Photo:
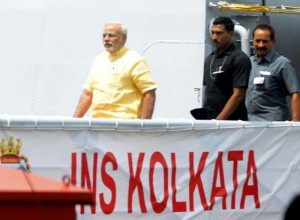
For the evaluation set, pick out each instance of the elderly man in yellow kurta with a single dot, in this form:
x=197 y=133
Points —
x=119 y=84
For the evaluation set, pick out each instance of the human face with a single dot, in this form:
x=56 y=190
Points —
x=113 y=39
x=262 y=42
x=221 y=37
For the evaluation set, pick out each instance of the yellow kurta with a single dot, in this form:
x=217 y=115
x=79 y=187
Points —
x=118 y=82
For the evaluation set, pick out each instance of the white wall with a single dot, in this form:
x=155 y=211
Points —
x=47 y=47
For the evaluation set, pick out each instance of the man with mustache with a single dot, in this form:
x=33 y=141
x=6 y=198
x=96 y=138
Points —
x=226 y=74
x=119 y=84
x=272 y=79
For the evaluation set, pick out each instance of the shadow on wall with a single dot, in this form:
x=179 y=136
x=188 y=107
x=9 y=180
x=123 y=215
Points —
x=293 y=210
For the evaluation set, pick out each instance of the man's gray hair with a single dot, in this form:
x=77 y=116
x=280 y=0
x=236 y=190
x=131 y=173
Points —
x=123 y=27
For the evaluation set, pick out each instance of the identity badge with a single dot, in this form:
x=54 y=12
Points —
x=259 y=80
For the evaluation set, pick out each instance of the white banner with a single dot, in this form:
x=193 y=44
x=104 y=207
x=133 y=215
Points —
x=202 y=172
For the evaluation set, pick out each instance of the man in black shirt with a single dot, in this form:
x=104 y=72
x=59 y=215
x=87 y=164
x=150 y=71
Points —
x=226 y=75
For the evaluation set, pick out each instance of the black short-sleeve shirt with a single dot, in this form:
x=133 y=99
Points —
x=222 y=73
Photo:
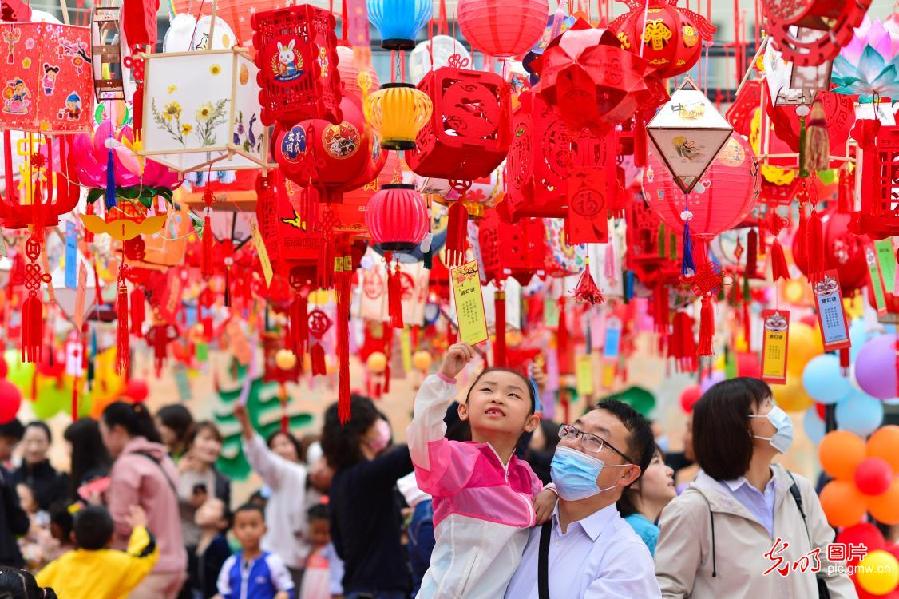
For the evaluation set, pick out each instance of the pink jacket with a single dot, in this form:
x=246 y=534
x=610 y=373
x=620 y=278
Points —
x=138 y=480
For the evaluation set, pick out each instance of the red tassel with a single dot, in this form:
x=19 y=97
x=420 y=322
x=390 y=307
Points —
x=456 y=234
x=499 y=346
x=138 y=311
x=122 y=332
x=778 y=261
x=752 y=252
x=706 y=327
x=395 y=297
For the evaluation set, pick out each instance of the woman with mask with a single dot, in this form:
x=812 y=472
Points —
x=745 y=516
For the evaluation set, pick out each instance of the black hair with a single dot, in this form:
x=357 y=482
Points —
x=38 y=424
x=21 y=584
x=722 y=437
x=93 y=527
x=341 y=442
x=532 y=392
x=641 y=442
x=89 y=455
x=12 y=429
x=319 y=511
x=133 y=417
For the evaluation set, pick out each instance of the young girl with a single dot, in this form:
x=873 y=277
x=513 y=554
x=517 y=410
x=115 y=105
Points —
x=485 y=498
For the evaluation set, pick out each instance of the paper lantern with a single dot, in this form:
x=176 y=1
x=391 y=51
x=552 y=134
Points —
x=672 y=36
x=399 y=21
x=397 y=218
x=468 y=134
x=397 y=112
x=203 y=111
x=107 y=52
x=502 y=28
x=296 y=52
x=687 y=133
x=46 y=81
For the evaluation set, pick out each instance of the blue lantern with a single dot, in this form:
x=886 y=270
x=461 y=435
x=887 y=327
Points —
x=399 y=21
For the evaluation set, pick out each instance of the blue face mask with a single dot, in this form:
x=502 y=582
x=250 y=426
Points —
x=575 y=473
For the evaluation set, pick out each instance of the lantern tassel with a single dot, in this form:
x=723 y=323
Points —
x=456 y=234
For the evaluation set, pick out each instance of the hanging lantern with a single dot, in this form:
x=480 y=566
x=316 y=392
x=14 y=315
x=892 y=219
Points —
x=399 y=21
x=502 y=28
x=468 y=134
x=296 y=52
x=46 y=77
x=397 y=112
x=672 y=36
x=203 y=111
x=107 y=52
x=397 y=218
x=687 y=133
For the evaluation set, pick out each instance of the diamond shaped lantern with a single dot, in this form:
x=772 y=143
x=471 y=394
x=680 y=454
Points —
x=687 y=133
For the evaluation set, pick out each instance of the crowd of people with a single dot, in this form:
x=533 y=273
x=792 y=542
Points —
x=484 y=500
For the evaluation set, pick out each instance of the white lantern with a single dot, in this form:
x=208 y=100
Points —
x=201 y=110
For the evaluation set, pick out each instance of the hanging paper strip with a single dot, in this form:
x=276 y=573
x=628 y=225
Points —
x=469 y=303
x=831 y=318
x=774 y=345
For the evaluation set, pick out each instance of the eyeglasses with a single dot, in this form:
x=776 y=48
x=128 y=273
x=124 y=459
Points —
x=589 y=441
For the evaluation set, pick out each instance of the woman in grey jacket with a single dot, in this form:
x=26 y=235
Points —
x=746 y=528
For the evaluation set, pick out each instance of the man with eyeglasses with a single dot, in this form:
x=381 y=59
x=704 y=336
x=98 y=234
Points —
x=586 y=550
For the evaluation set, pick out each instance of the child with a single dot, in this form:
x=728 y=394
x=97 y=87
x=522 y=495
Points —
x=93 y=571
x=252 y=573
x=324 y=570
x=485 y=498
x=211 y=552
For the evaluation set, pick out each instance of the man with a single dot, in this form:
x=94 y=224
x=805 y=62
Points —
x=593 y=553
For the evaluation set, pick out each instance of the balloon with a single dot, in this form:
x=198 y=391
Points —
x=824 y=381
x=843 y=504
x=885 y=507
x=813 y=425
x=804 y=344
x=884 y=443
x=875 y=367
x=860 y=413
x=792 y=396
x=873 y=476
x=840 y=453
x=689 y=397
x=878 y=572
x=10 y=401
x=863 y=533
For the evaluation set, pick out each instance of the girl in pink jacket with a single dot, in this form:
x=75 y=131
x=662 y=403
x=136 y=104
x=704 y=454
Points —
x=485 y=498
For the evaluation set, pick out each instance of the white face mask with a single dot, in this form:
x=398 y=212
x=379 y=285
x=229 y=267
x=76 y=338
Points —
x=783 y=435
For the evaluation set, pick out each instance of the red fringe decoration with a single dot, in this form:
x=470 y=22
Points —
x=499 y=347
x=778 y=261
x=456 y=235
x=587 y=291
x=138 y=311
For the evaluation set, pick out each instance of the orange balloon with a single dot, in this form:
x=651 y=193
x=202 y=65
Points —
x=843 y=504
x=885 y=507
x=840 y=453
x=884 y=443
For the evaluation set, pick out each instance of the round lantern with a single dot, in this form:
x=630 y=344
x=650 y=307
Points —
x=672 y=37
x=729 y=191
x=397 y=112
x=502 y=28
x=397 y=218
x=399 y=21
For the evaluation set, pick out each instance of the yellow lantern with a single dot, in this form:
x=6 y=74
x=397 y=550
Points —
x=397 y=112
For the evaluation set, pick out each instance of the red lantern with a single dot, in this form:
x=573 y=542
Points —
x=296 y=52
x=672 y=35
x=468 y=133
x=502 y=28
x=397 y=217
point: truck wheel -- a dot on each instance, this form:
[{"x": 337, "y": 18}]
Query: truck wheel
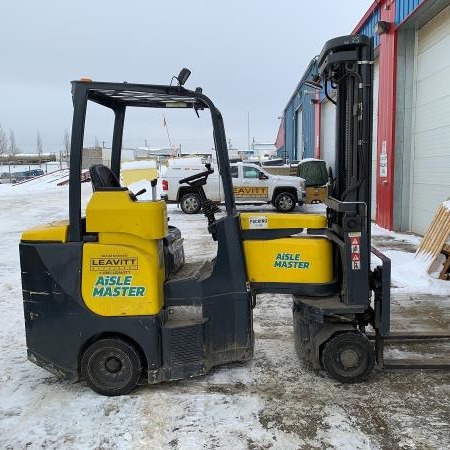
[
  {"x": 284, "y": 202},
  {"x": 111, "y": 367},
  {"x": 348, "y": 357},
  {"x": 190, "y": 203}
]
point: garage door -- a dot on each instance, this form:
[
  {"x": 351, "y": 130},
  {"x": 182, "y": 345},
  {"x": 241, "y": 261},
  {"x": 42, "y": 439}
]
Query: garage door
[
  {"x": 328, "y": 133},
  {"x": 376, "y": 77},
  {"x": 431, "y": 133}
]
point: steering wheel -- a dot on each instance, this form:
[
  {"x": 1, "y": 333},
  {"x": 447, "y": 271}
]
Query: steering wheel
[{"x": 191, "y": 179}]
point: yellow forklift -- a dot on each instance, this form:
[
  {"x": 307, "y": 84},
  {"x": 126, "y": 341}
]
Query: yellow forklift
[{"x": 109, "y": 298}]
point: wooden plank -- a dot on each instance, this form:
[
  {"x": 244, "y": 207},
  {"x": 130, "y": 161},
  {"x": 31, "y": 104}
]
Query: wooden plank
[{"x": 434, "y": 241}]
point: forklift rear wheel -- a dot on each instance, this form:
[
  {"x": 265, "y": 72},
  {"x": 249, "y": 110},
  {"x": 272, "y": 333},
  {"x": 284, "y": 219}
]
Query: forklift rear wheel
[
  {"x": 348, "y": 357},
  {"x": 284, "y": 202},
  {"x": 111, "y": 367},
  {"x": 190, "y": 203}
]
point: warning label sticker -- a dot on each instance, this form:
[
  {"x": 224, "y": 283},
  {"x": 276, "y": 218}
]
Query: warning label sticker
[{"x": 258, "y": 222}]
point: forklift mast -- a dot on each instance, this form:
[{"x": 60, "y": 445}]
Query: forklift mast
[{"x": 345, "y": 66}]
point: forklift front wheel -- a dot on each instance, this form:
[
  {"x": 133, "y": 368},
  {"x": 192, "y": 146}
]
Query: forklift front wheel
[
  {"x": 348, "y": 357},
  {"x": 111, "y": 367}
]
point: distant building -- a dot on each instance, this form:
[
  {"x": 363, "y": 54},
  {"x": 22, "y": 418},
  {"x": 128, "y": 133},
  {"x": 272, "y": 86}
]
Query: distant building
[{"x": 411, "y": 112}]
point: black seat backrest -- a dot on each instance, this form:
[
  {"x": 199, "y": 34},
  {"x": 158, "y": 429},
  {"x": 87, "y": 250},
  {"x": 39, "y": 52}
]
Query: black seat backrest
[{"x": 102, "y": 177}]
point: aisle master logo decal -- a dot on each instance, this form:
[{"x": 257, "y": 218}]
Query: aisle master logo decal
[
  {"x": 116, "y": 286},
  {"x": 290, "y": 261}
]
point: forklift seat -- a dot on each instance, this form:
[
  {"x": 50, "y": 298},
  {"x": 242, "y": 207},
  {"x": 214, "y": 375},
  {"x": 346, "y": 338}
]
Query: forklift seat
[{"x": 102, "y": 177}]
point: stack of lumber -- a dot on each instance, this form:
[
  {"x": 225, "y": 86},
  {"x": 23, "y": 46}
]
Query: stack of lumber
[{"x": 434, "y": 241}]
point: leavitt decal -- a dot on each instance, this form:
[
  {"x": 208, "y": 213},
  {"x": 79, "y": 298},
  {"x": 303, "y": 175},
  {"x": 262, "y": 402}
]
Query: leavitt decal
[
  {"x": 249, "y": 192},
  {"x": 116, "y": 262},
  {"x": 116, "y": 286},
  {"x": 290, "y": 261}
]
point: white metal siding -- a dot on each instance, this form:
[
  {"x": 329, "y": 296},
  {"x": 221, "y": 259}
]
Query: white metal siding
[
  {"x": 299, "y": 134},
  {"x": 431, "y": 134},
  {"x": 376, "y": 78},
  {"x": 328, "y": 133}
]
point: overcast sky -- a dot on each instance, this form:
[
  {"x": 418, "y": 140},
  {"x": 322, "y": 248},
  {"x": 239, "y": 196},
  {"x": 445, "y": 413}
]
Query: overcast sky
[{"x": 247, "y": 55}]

::::

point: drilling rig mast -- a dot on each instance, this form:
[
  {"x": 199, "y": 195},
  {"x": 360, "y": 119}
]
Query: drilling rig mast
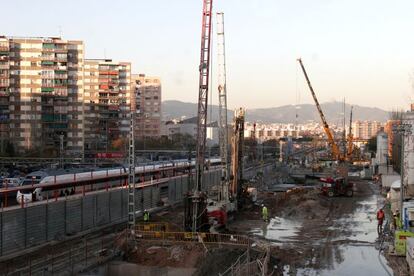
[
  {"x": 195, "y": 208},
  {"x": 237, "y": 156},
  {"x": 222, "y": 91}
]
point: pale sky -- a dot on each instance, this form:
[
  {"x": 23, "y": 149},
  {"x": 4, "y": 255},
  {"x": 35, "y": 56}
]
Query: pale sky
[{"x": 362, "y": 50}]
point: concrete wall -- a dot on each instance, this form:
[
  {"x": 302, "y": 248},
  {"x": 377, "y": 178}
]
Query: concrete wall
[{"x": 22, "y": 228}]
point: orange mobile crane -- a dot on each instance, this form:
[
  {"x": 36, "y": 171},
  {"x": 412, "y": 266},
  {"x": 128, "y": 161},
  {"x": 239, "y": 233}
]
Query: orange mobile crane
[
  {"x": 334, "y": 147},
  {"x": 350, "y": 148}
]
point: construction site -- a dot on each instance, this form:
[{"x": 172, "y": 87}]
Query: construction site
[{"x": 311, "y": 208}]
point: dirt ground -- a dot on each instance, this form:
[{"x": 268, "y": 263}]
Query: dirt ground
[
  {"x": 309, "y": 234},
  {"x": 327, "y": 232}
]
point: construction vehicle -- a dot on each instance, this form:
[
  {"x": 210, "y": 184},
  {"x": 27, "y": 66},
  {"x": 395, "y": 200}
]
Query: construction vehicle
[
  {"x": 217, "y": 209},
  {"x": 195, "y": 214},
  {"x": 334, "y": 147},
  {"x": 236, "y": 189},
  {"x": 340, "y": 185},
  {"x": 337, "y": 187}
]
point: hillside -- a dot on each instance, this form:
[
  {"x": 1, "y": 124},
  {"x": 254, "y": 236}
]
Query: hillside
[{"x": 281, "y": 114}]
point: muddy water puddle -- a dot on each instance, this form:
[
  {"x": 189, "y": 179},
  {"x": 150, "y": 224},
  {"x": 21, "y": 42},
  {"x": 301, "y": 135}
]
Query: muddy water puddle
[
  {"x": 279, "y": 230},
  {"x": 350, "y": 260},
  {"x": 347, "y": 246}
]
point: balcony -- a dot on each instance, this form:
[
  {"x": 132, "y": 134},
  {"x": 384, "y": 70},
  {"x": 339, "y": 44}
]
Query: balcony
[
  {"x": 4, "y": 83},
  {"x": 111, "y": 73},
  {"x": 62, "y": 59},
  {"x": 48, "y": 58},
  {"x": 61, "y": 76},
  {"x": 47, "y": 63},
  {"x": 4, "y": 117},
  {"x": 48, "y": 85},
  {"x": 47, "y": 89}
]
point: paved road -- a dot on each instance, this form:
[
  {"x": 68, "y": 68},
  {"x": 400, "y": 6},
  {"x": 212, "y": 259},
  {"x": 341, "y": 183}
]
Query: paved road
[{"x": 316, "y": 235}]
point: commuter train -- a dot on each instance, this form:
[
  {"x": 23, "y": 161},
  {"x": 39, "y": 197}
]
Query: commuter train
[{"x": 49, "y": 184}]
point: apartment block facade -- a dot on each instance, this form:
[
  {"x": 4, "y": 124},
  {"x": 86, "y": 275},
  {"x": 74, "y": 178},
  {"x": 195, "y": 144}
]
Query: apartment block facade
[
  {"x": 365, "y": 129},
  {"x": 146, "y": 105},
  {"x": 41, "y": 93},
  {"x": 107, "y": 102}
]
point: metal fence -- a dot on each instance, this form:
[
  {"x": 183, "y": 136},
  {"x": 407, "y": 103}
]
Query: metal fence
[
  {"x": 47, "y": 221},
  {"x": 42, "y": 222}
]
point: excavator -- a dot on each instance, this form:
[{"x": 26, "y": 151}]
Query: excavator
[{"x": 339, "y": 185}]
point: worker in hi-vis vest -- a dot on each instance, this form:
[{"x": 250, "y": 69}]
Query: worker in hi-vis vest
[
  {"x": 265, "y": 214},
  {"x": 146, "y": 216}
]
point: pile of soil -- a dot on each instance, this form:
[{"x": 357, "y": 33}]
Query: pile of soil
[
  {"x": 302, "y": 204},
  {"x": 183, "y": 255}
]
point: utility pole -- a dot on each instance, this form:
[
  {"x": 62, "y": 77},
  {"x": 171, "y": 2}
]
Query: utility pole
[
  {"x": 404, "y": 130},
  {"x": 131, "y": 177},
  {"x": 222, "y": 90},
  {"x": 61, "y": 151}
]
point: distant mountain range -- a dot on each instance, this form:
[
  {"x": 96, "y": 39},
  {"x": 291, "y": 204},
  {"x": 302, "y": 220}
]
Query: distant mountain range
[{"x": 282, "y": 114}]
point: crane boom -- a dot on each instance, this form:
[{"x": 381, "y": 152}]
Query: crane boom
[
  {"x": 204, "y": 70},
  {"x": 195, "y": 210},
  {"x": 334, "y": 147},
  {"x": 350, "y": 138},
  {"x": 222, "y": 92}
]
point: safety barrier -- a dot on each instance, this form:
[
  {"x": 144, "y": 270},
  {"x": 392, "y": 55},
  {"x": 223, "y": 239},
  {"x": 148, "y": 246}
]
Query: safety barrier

::::

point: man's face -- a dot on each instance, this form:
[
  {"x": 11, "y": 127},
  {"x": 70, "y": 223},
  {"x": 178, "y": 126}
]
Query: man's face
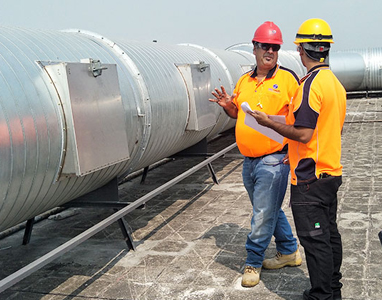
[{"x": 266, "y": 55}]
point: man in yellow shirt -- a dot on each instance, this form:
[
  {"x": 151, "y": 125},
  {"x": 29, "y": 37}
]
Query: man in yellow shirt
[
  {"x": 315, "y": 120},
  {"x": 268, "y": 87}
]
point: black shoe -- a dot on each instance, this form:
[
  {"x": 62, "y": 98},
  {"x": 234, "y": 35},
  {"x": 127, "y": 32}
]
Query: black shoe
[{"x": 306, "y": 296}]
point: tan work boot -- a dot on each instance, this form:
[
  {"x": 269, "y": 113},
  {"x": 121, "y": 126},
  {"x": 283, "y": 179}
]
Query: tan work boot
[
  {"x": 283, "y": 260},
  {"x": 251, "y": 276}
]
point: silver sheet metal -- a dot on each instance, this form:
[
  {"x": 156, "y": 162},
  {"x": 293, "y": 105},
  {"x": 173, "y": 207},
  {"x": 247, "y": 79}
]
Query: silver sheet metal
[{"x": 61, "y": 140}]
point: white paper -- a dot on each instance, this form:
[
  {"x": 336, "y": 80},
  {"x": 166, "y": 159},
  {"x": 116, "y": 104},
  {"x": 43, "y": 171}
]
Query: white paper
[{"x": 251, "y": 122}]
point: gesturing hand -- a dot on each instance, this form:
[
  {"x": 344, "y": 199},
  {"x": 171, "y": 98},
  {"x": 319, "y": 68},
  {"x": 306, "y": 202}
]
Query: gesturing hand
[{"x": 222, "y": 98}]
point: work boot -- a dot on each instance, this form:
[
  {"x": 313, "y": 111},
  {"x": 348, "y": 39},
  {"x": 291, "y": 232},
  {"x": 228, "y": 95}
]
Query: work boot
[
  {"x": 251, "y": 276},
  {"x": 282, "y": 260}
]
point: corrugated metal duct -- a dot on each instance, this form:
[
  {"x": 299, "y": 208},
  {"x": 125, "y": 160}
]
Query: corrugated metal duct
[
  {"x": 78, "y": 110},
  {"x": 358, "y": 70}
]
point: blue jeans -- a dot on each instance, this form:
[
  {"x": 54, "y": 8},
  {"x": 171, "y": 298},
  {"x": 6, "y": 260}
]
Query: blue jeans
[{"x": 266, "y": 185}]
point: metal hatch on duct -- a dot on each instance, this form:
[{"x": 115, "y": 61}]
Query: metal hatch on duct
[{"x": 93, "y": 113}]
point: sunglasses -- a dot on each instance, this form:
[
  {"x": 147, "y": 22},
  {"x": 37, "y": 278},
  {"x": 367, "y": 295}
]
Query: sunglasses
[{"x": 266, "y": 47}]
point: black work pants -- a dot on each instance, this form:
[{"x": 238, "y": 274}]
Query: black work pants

::::

Consegna:
Trasforma in una tabella Markdown le righe del materiale dalla riga che contiene "For the evaluation set, pick out each instance of the crowd" alla riga che contiene "x=783 y=435", entrambe incluse, tralasciando le righe vuote. Usa la colonna N. per il numero progressivo e la colonna Riga per il testo.

Soluzione completa:
| N. | Riga |
|---|---|
| 1 | For the evaluation set, pick out each instance of the crowd of people with a single dot, in this form: |
| 2 | x=533 y=273 |
| 3 | x=792 y=542 |
| 4 | Points — |
| 5 | x=484 y=500 |
| 6 | For the evaluation set, pick out each instance of the white lantern with a single dot, in this form: |
| 7 | x=208 y=100 |
| 8 | Points — |
| 9 | x=201 y=110 |
| 10 | For the evaluation set, pick out each instance of the hanging paper strip with a single dot, in this form: |
| 11 | x=276 y=573 |
| 12 | x=628 y=225 |
| 13 | Points — |
| 14 | x=469 y=303 |
| 15 | x=831 y=318 |
| 16 | x=774 y=345 |
| 17 | For the evaluation set, pick out each instance of the eyeglasses with a single dot, in this form: |
| 18 | x=776 y=48 |
| 19 | x=128 y=273 |
| 20 | x=124 y=459 |
| 21 | Points — |
| 22 | x=589 y=441 |
| 23 | For the evaluation set, pick out each instance of the woman in grey jacket with a single dot, in this form: |
| 24 | x=26 y=235 |
| 25 | Points — |
| 26 | x=746 y=528 |
| 27 | For the evaluation set, pick out each instance of the man with eyeglasses with a single dot, in this form: |
| 28 | x=381 y=59 |
| 29 | x=704 y=336 |
| 30 | x=98 y=234 |
| 31 | Points — |
| 32 | x=586 y=550 |
| 33 | For the evaluation set, pick out each instance of the child with a single dot, in this form: |
| 34 | x=728 y=394 |
| 35 | x=97 y=87 |
| 36 | x=522 y=495 |
| 37 | Points — |
| 38 | x=93 y=571 |
| 39 | x=252 y=573 |
| 40 | x=324 y=570 |
| 41 | x=485 y=498 |
| 42 | x=211 y=552 |
| 43 | For the evaluation set, pick out each instance of the man with a single dot, in this form: |
| 44 | x=94 y=224 |
| 45 | x=805 y=62 |
| 46 | Points — |
| 47 | x=593 y=553 |
| 48 | For the evaluation set, pick out each instance of the balloon with a single dot, in this form: |
| 49 | x=198 y=391 |
| 50 | Points — |
| 51 | x=824 y=381 |
| 52 | x=843 y=504 |
| 53 | x=885 y=507 |
| 54 | x=813 y=425 |
| 55 | x=804 y=344 |
| 56 | x=884 y=443 |
| 57 | x=875 y=367 |
| 58 | x=860 y=413 |
| 59 | x=792 y=396 |
| 60 | x=873 y=476 |
| 61 | x=840 y=453 |
| 62 | x=689 y=397 |
| 63 | x=878 y=572 |
| 64 | x=10 y=401 |
| 65 | x=863 y=533 |
| 66 | For the evaluation set, pick out each instance of the girl in pink jacket with a single dot, in this form: |
| 67 | x=75 y=131 |
| 68 | x=662 y=403 |
| 69 | x=136 y=104 |
| 70 | x=704 y=454 |
| 71 | Points — |
| 72 | x=485 y=498 |
| 73 | For the evaluation set, pick out each instance of the white face mask with a single dot, in this form: |
| 74 | x=398 y=212 |
| 75 | x=379 y=285 |
| 76 | x=229 y=267 |
| 77 | x=76 y=338 |
| 78 | Points — |
| 79 | x=783 y=435 |